Extract:
On March 26th, 2020, Sarah Danckert of the Sydney Morning Herald reported on the impact COVID19 could have on children with hearing difficulties accessing cochlear implants and what delays could mean for them.
The chief executive of hearing implant maker Cochlear has warned children born with hearing difficulties could suffer life-long issues if their surgery is delayed for too long as a result of the elective surgery restrictions around the world.
Cochlear boss Dig Howitt expressed serious concern about what he said was a "huge" human impact, particularly for children born with hearing issues, flowing from the closure of elective surgeries in Australia and in other parts of the world, including in Europe and in the United States.
"A child born with hearing loss is a neurological emergency. A child born with hearing loss isn’t getting the parts of their brain that are there for hearing stimulated with sound. The quicker that gets stimulated with sound the quicker that part of the brain learns what sound is, learns what speech is and to wire itself for speech and hearing."
"Earlier cochlear implantation for children born with hearing loss leads to them obtaining age-appropriate speech and language faster than delayed implantation."
Cochlear is one of Australia's biggest companies and has global operations servicing patients in Europe, the US, China as well as in Australia.
The company, which raised $930 million in emergency funds from its shareholders this week given the restrictions on elective surgery, services 600,000 implants in patients around the world with existing implants with yearly check-ups.
It sold 18,894 cochlear implants worldwide in the six months to December, and although the number of exact patients is not disclosed by the company, a number of implants were purchased in bulk by governments for their public health systems. According to the Royal Institute for Deaf and Blind Children, one in every 1000 children are born with hearing difficulties and more than 12,000 children in Australia have a significant hearing impairment. There is also a growing number of older people, both in Australia and globally, who benefit from the implant.

Given information:
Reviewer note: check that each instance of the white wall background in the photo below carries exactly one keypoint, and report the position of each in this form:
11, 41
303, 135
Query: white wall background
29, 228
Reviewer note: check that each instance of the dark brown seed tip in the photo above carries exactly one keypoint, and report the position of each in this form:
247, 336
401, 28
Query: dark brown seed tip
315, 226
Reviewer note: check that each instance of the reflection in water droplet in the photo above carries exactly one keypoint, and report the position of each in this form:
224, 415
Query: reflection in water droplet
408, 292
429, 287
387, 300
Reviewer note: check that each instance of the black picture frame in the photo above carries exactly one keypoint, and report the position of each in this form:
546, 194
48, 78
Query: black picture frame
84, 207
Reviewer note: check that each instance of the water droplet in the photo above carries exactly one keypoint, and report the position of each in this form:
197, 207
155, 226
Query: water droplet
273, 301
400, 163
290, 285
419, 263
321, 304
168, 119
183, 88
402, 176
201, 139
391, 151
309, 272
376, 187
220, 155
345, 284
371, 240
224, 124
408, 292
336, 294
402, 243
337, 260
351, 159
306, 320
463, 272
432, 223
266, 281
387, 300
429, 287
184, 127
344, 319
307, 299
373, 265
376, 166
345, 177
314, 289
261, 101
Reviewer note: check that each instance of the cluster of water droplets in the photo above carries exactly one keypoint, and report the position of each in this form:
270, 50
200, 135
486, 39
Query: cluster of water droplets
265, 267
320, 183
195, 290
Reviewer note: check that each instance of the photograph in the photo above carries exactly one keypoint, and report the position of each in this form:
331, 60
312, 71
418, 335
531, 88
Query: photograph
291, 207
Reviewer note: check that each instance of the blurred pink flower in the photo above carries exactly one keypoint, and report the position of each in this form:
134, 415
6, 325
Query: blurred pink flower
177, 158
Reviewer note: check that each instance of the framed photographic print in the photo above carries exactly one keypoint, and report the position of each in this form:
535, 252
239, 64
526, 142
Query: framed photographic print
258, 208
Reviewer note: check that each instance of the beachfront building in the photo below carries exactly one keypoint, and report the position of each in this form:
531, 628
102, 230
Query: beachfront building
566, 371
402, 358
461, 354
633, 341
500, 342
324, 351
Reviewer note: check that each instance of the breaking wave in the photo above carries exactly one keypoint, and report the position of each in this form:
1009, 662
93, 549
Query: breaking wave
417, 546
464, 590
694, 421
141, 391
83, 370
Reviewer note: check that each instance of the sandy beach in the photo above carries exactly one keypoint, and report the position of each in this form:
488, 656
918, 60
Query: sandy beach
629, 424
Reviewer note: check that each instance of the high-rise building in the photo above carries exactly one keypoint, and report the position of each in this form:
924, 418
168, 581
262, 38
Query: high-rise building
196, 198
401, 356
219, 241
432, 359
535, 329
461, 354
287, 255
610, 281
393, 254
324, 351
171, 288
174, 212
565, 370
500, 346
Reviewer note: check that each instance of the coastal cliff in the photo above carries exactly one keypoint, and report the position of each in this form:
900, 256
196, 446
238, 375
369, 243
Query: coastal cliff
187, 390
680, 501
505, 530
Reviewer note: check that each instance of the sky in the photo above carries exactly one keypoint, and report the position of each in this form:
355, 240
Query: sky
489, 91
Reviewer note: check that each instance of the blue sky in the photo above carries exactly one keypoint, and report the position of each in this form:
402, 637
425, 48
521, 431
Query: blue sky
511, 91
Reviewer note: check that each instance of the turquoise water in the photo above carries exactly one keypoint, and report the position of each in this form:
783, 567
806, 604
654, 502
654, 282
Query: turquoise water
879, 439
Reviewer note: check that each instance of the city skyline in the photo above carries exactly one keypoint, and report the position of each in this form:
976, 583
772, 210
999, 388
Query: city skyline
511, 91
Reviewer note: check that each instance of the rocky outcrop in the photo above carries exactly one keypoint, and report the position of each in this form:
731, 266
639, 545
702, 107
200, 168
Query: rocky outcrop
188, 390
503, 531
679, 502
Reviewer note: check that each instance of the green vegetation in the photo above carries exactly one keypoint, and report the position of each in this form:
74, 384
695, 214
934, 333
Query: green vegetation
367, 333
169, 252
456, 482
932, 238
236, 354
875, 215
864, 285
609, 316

Work order 1: According to the article on Cochlear and delayed implant surgery, how many cochlear implants did the company sell worldwide in the six months to December?
Work order 2: Carry on the article about Cochlear and delayed implant surgery from its final sentence.

Final answer 1: 18,894

Final answer 2:
Mr Howitt said his company fully recognised that freeing up capacity in the health sector was important in combating the impact of the coronavirus on the healthcare system. But he hoped there could be some allowances made in the coming months to allow surgeries for children requiring a cochlear implant and other important surgeries for children.
"The evidence is clear on that (the benefits of hearing implants), so we would like to see children getting access to surgery," he said.
In China, where there is a much higher number of children born with hearing issues, pediatric surgery has already resumed, though usually in areas outside of the hardest-hit areas of Hubei province which entered a severe lockdown in January.
"I think the China example is instructive. It’s pleasing to see that for children in China the delays look like it will be only be a few months," Mr Howitt said.
It is expected likely the impact on the healthcare sector could be longer than on other parts of the economy given the appropriate steps by governments to 'flattening the curve' to slow the spread of COVID-19, Mr Howitt said.
"There’s enormous uncertainty and one of the core parts of that uncertainty is how long the restrictions will last.
"If the curve is flattened, what are the implications through the health care system for all of the procedures that get delayed and deferred?" he asked.